SOURCE EXTRACT -
━━━━━━━━━━━━━━━━

Unlike much of the Ústecký region (part of Northern Bohemia around the town Ústí nad Labem), a mostly mono-industrial area that people move away from, Buřt says Horní Jiřetín is slowly growing: a hundred new houses were built in the last years. Now that they know Horní Jiřetín won’t be destroyed, people come because the town is prettier than many surrounding ones, with the Ore Mountains close by and preserved old German houses.
Planning the post-coal life
Under the previous, Social-Democratic, government (Bohuslav Sobotka was a prime minister between January 2014 and December 2017), Czechia not only signed up to the Paris Agreement but also kicked off a strategy for the economic restructuring of the country’s main mining regions, Ústecký and Karlovarský in the northwest, and Ostrava in the northeast.
Dubbed RE:START, the strategy is nominally meant to help the development of the country’s poorest regions. The fact that these are also the country’s mining regions is no accident; in many countries, the single-industry past of mining regions, once their source of success, over time turned into their curse when mining was reduced and people found themselves with no alternatives.
According to Jitka Žambochová, an architect and civic activist from Ústí nad Labem, the Ústecký region bleeds out people because, since some of the heavy industry shut down in the 1990s, there are too few opportunities for them. More importantly, says Žambochová, people do not feel connected enough to the region (Žambochová stresses that Ústí nad Labem is part of the Sudetenland, where the majority German population was forced to leave at the end of the Second World War, to be replaced by people coming in from further east) and there is nothing happening to make them feel proud of their region.
According to Martin Kloz, a former adviser to the Czech government dealing with the strategy, which comes with no normative view about whether coal mining should continue in the regions or not.
‘Saying that the end of coal is desirable is impossible in the current Czech political context,’ said Kloz, who is no longer working for the government under the new prime minister Andrej Babiš (from the ANO Party). ‘We did think implicitly that if we address the economic situation of those regions now, we would create alternatives for the regions that would be useful in case mining diminishes further in the future.’
The man behind RE:START is widely thought to be Vladimír Špidla, a former Czech prime minister and European Commissioner, and a head adviser to Sobotka at the time the strategy was initiated.
‘It is clear that there has to be a transition towards renewable sources of energy and towards sustainable development in general,’ Špidla told just-transition.info in an interview last year. ‘The main problem is the fact that this is not only a technological and organisational transition but also a big social transition, which affects everyone, and if the social aspects of the transition are not done right, it will end up in failure.’
Špidla also said at the time that his inspiration for RE:START was the restructuring of coal mining regions in Germany and other Western European countries.

━━━━━━━━━━━━━━━━

GIVEN DATA -
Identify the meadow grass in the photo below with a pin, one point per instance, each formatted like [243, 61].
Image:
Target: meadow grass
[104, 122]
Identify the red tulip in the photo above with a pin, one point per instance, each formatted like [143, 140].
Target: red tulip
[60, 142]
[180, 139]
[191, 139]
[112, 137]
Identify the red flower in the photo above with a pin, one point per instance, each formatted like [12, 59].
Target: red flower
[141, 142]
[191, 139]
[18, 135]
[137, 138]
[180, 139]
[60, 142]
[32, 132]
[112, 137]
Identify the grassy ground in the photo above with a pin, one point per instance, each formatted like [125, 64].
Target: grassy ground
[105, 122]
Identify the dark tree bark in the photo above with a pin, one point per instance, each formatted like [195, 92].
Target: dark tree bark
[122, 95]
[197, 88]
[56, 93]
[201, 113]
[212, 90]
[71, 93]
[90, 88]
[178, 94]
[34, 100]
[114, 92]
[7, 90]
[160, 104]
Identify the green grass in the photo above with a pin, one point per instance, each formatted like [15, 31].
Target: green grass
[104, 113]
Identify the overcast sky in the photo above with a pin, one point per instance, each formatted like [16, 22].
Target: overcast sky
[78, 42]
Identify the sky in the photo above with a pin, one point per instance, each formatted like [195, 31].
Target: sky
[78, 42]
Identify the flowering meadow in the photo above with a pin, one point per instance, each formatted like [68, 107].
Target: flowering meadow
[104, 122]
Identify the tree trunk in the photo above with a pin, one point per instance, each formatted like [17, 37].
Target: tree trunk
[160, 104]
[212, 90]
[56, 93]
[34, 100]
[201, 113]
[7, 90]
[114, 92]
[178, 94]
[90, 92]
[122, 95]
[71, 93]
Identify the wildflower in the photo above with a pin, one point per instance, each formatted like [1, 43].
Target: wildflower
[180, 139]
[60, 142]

━━━━━━━━━━━━━━━━

EXERCISES TO COMPLETE -
a. Using the text on the Czech coal regions, answer each question:
(i) How many new houses were built in Horní Jiřetín in the last years?
(ii) What is the restructuring strategy for the mining regions called?
(iii) Who is widely thought to be the man behind that strategy?
b. Reproduce the text on the Czech coal regions word for word, everything from "Unlike much of" down to "old German houses.".
c. Continue the text on the Czech coal regions, starting after its final sentence.

EXERCISE RESULTS -
a.
(i) A hundred.
(ii) RE:START.
(iii) Vladimír Špidla.

b.
Unlike much of the Ústecký region (part of Northern Bohemia around the town Ústí nad Labem), a mostly mono-industrial area that people move away from, Buřt says Horní Jiřetín is slowly growing: a hundred new houses were built in the last years. Now that they know Horní Jiřetín won’t be destroyed, people come because the town is prettier than many surrounding ones, with the Ore Mountains close by and preserved old German houses.

c.
‘For us, the closest inspiration was North Rhine-Westphalia in Germany where we conducted study trips and consultations with the locals,’ he said.
The plan allocated 42 bn CZK (1.5 bn EUR) over the first three years to development activities in the three regions. Of that, 8.4 bn CZK came from European structural and investment funds, 2.4 bn from privatisation, 18.1 bn represented a national budget increase and 13 bn represented already allocated money in the ministry budgets.
Is RE:START enough?
In the outskirts of Ústí nad Labem, at the headquarters of Palivový Kombinát Ústí, the state company in charge of remedying the destruction caused by mining during the communist era, Tomáš Budín from the director’s office describes how the company is helping with the ecologisation of the region, a necessity if any alternative development is to happen.
Under the company’s supervision, many old mining sites (unprofitable state mines from the region closed down after 1989) turn into lakes, recreational spaces, and recultivated property. But the company is not responsible for more than this: whether the ecologised site can bring economic benefits to the region does not fall within their remit – even if they have started taking it into account.
According to Budín, as of late, the company started getting involved in more complex projects, for example working together with research universities on creating huge heat-pumps using mining water (pumped-storage hydroelectricity) on the place of a former coal mine.
RE:START could potentially provide a frame to communicate with other actors about projects: for one, to coordinate with decision-makers and local communities about what kind of cleaned up post-mining sites would be useful to have to stimulate local economies; for another, to find partners for the projects.
Budín states that his company could come up with projects connected to the ecologisation of various sites and offer them to other RE:START partners who might be interested in implementing them – though Budín also admits that usually the projects are so technically challenging and expensive that they will probably end up doing them themselves.
He also says RE:START will simply mean more money for project that help the area.
Back in Horní Jiřetín, Vladimír Buřt says he has heard about RE:START and also that he is in touch with Palivový Kombinát Ustí about what to do with the mining lands once ČSA shuts down. An active local leader in Horní Jiřetín may mean the new governmental strategy can offer a boost to plans for transforming the post-mining landscape in a way that offers interesting new possibilities for the local economy.
Whether this will happen in most places is anyone’s guess. Even with a good programme on the table, there are too many uncertainties: whether the new Czech government will keep up support for RE:START (Martin Kloz says he hopes so, as the programme has the backing of all three regions); whether money will ‘get lost’ on the way from Prague to the regions, as it happens in CEE; whether enough ideas will be put on the table to truly help diversify the local economies.
Jitka Žambochová, the architect, expresses doubt about whether new money would actually come into her region from RE:START, given levels of corruption in Czechia and how public money dedicated to her region has ‘vanished’ without a trace in the past. Some of the money quoted as backing the strategy is simply not new money, but money Czech authorities would spend anyway.
Dan Heuer, from environmental NGO CDE, believes that the plan can contribute to ‘real change’ in the region, as it can help make some of the spending more focused on diversifying economies, providing opportunities for workers and cleaning up the environment.
But he also stresses that ‘the key condition to make RE:START successful is enough specific measures that address the real needs of local citizens’.
‘Bolder measures taken now would benefit the regions in the future,’ he adds.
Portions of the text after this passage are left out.